▶ _DATA SUPPLIED_:
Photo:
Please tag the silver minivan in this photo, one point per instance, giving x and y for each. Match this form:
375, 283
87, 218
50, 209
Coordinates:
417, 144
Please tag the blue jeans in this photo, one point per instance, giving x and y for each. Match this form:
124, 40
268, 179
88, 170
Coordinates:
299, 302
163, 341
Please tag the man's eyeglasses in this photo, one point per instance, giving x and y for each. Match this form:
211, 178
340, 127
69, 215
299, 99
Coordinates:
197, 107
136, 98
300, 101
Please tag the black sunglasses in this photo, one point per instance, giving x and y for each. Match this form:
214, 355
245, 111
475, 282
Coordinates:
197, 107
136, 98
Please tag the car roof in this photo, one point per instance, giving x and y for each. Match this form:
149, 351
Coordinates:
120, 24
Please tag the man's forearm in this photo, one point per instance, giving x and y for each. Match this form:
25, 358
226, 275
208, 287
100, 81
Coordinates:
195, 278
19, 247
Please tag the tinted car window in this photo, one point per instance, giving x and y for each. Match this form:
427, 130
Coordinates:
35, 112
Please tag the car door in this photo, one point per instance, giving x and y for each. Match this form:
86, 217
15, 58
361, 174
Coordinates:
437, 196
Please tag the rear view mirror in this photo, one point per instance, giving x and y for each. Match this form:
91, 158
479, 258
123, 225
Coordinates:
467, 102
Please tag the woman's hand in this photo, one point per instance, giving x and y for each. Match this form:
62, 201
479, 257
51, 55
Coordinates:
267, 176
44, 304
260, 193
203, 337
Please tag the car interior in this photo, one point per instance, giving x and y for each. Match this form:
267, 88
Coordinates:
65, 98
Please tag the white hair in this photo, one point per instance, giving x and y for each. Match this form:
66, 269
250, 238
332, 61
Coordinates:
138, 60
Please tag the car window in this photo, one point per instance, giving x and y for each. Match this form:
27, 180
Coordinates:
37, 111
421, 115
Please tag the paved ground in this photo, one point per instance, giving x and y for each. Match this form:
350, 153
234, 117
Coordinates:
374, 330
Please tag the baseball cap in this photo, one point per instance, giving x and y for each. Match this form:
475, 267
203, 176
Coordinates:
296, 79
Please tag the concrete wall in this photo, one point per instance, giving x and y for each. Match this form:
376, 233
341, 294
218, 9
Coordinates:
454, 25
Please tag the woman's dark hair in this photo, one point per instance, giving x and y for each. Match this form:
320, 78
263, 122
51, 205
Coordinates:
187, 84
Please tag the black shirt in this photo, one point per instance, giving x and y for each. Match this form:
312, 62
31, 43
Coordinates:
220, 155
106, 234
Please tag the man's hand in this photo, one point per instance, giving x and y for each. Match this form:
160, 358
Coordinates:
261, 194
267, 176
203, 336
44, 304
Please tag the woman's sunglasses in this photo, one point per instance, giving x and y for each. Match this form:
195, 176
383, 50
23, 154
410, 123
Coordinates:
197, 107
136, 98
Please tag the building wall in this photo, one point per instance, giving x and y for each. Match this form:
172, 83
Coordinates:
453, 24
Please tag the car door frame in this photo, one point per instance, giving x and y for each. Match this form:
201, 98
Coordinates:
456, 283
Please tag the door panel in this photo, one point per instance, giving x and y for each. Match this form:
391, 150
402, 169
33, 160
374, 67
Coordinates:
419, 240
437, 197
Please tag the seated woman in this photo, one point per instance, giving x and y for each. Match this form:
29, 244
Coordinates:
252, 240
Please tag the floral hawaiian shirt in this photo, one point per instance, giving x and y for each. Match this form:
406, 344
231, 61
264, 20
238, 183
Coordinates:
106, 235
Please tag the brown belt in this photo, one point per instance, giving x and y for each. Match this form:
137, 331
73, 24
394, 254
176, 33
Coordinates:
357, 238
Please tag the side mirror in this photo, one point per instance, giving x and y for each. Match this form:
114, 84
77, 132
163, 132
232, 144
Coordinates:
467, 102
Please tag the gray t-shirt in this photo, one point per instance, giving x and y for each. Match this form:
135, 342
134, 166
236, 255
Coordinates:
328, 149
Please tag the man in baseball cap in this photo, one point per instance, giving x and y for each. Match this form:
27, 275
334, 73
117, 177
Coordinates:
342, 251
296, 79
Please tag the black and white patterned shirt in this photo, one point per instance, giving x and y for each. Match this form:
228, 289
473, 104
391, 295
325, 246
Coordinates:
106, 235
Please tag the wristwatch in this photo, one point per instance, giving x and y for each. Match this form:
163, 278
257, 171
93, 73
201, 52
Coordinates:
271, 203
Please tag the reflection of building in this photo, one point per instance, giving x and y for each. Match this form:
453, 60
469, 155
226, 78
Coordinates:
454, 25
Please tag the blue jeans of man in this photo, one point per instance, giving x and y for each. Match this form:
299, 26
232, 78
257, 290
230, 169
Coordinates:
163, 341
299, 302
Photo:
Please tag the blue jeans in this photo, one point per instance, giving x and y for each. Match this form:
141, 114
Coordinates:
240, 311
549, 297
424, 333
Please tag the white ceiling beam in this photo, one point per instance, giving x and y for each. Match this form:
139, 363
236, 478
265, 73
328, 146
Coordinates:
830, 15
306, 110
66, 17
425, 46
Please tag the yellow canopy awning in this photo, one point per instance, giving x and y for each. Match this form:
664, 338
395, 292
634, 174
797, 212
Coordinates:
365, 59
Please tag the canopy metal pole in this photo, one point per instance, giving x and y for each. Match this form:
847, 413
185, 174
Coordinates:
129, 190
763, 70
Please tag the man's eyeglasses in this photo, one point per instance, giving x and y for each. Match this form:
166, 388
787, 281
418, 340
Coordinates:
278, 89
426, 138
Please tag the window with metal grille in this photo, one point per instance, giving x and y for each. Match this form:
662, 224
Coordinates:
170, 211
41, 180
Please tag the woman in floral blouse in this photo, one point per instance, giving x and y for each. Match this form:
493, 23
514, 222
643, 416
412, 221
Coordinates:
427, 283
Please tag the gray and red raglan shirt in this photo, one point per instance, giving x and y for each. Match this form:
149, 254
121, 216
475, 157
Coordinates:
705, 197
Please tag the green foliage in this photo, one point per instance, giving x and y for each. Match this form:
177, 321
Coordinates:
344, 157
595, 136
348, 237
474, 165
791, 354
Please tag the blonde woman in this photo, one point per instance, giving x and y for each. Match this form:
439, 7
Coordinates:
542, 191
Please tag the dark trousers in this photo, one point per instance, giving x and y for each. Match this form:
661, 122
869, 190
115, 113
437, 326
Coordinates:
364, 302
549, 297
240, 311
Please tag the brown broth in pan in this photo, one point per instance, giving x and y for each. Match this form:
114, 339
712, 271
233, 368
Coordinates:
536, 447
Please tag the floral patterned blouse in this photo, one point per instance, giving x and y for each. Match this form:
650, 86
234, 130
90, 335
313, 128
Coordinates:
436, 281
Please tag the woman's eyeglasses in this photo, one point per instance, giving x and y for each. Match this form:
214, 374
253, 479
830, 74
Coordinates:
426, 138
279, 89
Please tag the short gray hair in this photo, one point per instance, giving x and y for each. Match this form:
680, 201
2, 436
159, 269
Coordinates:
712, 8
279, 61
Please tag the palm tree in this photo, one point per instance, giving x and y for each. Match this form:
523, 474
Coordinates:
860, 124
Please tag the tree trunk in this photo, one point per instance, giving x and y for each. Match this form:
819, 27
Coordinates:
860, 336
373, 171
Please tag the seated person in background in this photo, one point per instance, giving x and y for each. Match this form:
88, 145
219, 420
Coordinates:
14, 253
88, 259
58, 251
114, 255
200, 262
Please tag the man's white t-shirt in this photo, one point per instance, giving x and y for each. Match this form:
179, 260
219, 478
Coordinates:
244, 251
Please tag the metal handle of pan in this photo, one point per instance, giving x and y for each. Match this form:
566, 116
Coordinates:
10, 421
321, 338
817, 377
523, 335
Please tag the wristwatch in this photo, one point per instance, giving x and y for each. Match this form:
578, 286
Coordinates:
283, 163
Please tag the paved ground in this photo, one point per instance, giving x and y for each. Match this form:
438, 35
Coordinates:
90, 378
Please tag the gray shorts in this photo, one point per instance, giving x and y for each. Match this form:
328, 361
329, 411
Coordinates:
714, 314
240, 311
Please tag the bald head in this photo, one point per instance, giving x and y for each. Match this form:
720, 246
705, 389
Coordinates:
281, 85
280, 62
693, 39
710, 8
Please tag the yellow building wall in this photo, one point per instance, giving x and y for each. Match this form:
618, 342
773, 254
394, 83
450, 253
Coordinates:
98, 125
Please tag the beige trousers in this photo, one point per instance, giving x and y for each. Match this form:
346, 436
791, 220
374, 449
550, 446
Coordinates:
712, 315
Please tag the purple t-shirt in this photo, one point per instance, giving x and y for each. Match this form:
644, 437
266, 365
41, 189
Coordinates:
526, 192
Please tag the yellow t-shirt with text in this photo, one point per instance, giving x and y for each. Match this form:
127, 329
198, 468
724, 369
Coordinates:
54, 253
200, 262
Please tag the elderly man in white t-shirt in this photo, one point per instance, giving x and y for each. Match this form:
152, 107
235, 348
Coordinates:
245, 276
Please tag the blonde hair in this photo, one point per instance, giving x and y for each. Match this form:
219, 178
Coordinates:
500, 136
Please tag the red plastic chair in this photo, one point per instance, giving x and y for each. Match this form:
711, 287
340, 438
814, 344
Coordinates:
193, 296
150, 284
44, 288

▶ _EXERCISE_: Search the data for "building". Copy every matching line.

▶ _WRITTEN REPLY_:
Please tag the building wall in this photo, one point per instance, giving x and y for each. Match this form:
Please tag the reflection of building in this photo, one point per instance, giving x and y for each. Match this form:
Please tag the yellow building wall in this photo, one point per instance, giving x and y for each. Match this form:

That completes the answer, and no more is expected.